Die Virtualität der Steinzeit
Auch die Konstruktion von virtuellen Welten ist kein brandneues Phänomen. Sie begann wohl, als die Künstler der Steinzeit die Tierwelt von draußen an die Wände ihrer Höhlen holten. Jeder literarische Text erzeugt eine Scheinrealität, in der leidenschaftliche Leser genauso versinken können wie die Internet-Nutzer im Cyberspace. Und die Kulturpessimisten warnten einst vor dem Realitätsverlust durch Lektüre mit ähnlichen Argumenten, mit denen man jetzt die Online-Abhängigkeit von Computer-Freaks bedenkt. Film und Fernsehen mit ihren audiovisuellen Reizen haben zuletzt unwirkliche Räume gebaut, in denen sich die Zuschauer manchmal besser zu Hause fühlen als in der eigenen Haut. Man nennt sie Traumfabriken, weil sie genau an der Schnittstelle des philosophischen Diskurses arbeiten. Das Leben wird längst schon industriell vorgeträumt.
Die Wirklichkeit als Fälschung
Der Computer ist zunächst einmal nichts anderes als eine neue Kulturtechnik zur Erzeugung von Virtualität, d. h. von einer fiktiven Ausweitung der Realitätserfahrung. Diese Fiktion allerdings wird immer perfekter, immer undurchschaubarer und ist immer weniger in ihrer Scheinhaftigkeit zu erkennen. Hier liegen die tatsächlich diskussionswürdigen Aspekte der neuen Kulturtechnik. Denn durch diese Qualität lässt sich die Wirklichkeit nunmehr bald unmerklich verändern und manipulieren. Mit Computertechnik gefälschte Filme, Fotos und andere Dokumente können gezielte Fehlinformationen über Fakten geben, ohne dass die Manipulation überhaupt noch kenntlich zu machen wäre. So sollten Dokumente im Internet mit größter Skepsis betrachtet werden. Während also Philosophen und Kulturtheoretiker durch die neue Technik zu uralten Welterklärungen verführt werden, verändert die Technik selbst (noch nicht ohne Hilfe des Menschen) die Wirklichkeit – in ganz anderem Sinne, als Karl Marx das einmal meinte.

### Verfügbare Daten
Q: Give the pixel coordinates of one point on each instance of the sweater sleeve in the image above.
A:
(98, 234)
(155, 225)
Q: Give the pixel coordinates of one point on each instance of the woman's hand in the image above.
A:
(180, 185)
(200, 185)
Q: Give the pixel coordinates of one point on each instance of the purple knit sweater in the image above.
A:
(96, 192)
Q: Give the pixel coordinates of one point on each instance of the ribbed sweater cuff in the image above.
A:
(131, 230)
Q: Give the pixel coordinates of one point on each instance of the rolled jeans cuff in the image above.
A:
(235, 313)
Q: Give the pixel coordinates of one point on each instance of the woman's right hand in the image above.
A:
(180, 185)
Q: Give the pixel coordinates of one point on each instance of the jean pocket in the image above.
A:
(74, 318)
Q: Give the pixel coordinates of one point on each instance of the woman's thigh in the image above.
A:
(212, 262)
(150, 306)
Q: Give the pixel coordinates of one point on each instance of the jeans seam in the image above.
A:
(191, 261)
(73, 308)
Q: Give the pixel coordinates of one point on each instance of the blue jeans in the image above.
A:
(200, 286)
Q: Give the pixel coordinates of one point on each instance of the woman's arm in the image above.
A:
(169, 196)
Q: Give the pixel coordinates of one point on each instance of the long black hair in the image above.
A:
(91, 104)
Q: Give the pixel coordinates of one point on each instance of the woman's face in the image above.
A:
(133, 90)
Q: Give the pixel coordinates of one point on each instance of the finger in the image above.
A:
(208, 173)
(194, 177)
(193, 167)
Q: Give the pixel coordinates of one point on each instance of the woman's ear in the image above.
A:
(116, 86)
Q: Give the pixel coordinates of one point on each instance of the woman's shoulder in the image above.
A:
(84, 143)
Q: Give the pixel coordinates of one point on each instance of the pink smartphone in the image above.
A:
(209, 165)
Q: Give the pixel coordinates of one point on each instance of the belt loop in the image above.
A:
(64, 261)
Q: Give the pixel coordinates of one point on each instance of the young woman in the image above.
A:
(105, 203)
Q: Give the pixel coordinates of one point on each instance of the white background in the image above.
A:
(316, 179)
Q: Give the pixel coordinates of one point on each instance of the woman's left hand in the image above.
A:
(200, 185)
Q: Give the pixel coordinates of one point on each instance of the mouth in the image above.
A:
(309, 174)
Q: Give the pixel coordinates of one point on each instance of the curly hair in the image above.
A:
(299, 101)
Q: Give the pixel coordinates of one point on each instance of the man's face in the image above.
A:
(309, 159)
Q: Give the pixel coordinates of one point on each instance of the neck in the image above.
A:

### Arbeitsaufträge
1. Wie werden Film und Fernsehen im Text über Virtualität genannt?
2. Schreiben Sie den Text über Virtualität im Anschluss an seinen letzten Satz weiter.

### Erwartete Lösungen
1. Traumfabriken.

2.
Opfer im Cyberspace
Trotzdem ist die Mitarbeit des Mediennutzers an der Erzeugung der Virtualität tendenziell immer weniger gefordert. Der Leser war – zwar angeregt vom Text – an der Ausgestaltung der Fantasiewelten geistig aktiv beteiligt. Der Reisende im Cyberspace, dem die künstlichen Welten in ihrer hohen Perfektion gleichsam in die Sinne gedrückt werden, ist ihnen dagegen passiv ausgeliefert. Das heißt, er erleidet sie, wird zu ihrem Opfer. Da das aber im schönen Schein der Virtualität geschieht, nimmt er seine Opferstellung gar nicht wahr.
Computer als Gesellschaftswesen?
Das Leben als Traum wurde bisher durch widerständige Realitäten genauso eingeschränkt wie durch gesellschaftliche Vereinbarungen. Man musste sich in jenem gemeinsamen Raum miteinander arrangieren, den man als Wirklichkeit definierte. Zu den Möglichkeiten des Computers gehört die Aufsplitterung dieser vereinbarten Wirklichkeit in die vielen, womöglich eines Tages unvereinbaren. Ideologisch wird diese Entwicklung als die Entgrenzung der Freiheiten des Individuums gepriesen. Doch der Mensch kann nur als Gesellschaftswesen existieren, nicht in der Interaktivität mit einem Computer, sondern in der Interaktion mit den anderen. Man wird sehen, ob wir auch den Computer zu einem Gesellschaftswesen erziehen können.